* Start DATA SUPPLIED *

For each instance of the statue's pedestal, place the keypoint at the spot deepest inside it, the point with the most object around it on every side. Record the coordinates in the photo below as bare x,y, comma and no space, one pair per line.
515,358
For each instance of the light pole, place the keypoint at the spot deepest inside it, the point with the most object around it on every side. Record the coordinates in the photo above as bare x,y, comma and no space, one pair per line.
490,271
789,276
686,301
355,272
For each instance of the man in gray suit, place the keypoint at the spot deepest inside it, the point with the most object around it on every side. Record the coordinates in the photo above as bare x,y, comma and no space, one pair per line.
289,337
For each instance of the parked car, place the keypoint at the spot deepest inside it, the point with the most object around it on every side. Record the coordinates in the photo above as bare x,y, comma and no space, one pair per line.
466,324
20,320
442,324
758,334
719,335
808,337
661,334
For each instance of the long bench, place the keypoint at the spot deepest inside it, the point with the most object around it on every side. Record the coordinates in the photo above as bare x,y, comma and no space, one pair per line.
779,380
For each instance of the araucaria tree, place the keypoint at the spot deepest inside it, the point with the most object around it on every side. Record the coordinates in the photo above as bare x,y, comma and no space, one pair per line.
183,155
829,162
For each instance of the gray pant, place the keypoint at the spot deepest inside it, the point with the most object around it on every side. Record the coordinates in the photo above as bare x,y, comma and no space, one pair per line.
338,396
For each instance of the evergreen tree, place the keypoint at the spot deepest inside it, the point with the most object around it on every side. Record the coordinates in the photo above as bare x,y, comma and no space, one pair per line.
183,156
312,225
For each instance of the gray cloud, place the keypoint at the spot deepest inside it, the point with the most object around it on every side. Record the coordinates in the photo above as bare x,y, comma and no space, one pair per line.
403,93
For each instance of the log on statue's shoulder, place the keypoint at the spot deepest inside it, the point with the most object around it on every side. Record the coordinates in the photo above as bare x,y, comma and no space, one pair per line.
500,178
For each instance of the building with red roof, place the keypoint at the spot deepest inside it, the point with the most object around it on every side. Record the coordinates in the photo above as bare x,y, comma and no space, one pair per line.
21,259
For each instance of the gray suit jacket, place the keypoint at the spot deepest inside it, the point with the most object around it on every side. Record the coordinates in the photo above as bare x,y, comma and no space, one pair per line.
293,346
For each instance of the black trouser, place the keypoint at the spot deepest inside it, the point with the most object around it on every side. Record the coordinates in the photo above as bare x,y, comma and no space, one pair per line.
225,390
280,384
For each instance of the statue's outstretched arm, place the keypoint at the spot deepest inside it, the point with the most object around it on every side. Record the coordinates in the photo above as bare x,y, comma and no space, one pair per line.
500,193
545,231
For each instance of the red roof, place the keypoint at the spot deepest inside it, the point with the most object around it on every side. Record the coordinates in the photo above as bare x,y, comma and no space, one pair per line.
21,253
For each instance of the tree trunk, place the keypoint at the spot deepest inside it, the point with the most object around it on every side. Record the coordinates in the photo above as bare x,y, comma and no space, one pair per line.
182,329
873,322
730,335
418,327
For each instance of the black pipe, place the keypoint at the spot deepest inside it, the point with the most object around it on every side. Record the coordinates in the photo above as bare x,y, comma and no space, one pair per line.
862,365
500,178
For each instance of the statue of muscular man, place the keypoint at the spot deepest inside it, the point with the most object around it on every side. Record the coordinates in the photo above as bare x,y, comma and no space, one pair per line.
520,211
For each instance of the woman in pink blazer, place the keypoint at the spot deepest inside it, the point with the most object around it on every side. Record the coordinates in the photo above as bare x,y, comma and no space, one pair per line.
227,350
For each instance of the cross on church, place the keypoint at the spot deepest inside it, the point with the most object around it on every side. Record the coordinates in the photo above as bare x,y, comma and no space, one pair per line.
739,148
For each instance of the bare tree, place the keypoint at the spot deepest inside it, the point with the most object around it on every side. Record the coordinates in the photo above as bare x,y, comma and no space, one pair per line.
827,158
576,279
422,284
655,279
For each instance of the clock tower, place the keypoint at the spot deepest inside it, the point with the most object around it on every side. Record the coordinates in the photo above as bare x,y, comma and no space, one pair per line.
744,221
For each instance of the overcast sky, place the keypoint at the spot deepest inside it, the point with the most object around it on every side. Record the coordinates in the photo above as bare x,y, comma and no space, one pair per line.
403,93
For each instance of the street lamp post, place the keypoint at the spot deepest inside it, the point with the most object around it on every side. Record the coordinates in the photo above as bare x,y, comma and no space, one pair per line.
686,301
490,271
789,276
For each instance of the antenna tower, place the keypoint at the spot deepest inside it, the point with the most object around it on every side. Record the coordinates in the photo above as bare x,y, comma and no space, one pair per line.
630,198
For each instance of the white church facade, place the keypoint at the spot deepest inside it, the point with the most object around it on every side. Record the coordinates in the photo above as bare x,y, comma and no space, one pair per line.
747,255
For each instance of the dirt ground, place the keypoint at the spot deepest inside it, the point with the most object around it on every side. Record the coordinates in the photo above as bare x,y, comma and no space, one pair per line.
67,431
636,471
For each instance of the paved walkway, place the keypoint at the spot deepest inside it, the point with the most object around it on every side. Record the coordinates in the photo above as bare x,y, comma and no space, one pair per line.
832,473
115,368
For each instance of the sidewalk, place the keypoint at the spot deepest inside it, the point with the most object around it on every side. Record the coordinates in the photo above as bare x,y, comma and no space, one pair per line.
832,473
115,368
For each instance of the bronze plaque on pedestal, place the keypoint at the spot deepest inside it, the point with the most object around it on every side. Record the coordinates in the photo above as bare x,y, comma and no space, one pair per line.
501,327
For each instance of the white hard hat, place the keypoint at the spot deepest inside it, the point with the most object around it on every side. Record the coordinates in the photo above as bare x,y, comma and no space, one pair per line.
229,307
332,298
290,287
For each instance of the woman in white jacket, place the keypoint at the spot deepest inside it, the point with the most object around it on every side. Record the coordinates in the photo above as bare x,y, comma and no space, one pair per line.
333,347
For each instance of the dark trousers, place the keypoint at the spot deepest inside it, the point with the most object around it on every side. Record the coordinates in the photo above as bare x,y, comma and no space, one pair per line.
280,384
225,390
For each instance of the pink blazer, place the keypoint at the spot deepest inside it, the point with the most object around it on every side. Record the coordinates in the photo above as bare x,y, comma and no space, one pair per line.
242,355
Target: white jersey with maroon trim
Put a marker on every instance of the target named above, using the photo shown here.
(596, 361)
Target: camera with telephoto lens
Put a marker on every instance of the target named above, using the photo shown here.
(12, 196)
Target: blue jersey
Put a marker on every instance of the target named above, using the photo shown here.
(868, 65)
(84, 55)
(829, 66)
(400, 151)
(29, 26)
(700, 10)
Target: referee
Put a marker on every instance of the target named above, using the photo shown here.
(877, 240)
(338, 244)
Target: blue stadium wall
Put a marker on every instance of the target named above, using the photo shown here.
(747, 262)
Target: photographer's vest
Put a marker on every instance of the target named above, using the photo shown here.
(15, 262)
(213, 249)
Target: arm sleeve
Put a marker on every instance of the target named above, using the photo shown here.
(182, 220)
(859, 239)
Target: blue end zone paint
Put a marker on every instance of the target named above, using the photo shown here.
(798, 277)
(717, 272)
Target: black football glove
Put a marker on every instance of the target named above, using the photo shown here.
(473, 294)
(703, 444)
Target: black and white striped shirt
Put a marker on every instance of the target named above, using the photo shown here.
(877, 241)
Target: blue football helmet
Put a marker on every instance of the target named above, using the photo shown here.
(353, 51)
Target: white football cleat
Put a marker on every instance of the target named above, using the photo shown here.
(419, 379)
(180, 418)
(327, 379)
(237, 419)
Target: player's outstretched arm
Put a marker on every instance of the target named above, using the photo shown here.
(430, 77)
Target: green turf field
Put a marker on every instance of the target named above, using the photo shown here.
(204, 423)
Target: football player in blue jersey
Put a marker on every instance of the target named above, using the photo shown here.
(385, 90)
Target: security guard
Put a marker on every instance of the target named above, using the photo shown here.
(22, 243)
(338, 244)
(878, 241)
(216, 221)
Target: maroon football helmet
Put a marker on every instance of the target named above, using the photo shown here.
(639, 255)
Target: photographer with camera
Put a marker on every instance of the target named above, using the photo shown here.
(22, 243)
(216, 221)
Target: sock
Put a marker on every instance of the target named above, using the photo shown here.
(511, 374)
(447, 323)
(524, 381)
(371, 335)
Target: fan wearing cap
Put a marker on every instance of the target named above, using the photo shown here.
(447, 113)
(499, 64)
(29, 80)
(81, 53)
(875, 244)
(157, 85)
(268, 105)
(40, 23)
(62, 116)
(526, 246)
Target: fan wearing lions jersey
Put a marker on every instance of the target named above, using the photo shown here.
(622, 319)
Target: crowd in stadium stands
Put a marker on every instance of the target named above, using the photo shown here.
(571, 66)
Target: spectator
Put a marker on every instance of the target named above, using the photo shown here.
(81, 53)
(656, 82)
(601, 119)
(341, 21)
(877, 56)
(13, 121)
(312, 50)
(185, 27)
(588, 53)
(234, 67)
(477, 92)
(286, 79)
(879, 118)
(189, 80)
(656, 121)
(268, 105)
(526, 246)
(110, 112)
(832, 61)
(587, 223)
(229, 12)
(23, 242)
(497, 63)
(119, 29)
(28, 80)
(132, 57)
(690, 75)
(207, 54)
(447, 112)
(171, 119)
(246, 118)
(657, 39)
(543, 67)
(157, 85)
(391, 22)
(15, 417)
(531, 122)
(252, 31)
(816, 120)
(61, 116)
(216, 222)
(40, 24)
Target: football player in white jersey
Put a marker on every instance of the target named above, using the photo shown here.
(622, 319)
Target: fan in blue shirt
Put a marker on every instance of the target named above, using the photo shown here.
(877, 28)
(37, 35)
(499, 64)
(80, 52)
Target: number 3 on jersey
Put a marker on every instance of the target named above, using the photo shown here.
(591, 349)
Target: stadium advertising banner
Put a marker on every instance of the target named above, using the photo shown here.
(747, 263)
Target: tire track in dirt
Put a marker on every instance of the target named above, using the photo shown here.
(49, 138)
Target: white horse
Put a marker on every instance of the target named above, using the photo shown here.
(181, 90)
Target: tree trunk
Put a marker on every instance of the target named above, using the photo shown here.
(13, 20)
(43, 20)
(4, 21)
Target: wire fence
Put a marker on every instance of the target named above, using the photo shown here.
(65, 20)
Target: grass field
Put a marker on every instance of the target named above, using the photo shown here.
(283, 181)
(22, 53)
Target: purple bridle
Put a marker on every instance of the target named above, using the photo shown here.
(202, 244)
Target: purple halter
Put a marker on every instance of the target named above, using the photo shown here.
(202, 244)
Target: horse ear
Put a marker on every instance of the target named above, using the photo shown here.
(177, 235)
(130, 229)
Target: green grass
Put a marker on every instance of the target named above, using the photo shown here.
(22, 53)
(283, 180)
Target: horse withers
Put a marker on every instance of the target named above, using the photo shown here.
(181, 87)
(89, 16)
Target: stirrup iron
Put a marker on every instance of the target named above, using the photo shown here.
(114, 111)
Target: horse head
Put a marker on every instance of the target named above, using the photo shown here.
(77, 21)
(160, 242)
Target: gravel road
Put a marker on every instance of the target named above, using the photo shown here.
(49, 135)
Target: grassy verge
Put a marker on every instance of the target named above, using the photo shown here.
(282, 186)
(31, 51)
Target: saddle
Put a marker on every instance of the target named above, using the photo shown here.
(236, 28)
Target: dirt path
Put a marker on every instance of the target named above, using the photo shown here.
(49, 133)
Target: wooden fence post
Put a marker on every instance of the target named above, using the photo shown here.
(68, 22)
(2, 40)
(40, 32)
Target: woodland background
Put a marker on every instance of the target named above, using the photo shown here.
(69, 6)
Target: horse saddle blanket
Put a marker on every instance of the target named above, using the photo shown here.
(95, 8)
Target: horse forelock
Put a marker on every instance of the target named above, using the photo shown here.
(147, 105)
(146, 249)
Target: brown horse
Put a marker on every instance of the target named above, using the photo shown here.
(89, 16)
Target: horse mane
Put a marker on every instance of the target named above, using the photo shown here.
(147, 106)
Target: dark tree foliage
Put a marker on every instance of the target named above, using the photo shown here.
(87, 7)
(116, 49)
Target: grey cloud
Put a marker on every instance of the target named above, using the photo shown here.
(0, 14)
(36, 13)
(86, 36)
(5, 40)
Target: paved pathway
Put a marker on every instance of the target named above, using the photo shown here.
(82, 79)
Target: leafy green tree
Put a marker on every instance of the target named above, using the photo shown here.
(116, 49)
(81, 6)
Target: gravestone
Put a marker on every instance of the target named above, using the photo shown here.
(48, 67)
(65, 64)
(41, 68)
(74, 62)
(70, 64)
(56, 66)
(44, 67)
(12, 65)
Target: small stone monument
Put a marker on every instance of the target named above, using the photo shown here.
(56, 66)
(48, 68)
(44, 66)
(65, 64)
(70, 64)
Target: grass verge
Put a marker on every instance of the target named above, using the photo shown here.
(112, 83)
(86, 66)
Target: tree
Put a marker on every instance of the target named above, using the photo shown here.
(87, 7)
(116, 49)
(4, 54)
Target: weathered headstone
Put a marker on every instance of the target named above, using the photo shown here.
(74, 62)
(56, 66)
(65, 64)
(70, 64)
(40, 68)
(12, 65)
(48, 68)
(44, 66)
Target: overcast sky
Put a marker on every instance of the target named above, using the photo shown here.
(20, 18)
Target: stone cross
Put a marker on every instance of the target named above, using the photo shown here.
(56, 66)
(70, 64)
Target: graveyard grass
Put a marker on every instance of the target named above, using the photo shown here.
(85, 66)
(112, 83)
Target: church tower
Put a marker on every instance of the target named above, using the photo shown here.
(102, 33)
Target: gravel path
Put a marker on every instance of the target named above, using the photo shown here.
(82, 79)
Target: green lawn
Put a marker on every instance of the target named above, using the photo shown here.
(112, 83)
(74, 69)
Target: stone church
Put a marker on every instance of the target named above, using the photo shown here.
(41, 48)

* End DATA SUPPLIED *

→ WHAT NEEDS TO BE DONE: Exactly repeat the lines from the line that contains "Target: graveyard grass" to the end of the entries, both included, and leave out all other lines.

→ CORRECT RESULT:
Target: graveyard grass
Put a marker on every instance of the target named above, using the photo shown here.
(85, 66)
(112, 83)
Target: church tower
Put a marker on every instance of the target named above, using the photo shown here.
(102, 33)
Target: gravel path
Put a marker on every instance of the target named above, using the photo shown here.
(82, 79)
Target: green lawn
Put a marker on every instance of the target named above, using the photo shown here.
(112, 83)
(74, 69)
Target: stone church
Put a marker on every instance of the target named above, using the photo shown here.
(41, 48)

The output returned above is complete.